:: THE REQUEST ::
Print each of the rows below exactly as it is written, line for line.

:: Records ::

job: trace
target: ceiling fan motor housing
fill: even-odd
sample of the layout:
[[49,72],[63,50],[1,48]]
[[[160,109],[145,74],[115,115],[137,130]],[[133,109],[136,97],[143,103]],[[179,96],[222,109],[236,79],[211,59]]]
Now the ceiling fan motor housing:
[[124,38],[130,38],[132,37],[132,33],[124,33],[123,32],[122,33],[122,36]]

:: SOLUTION ::
job: trace
target: ceiling fan motor housing
fill: even-odd
sample of the layout:
[[49,72],[63,50],[1,48]]
[[[160,109],[145,74],[115,115],[137,130]],[[133,109],[136,97],[143,103]],[[179,96],[222,109],[236,79],[211,59]]]
Now the ceiling fan motor housing:
[[124,38],[130,38],[132,37],[132,33],[124,33],[123,32],[122,33],[122,36]]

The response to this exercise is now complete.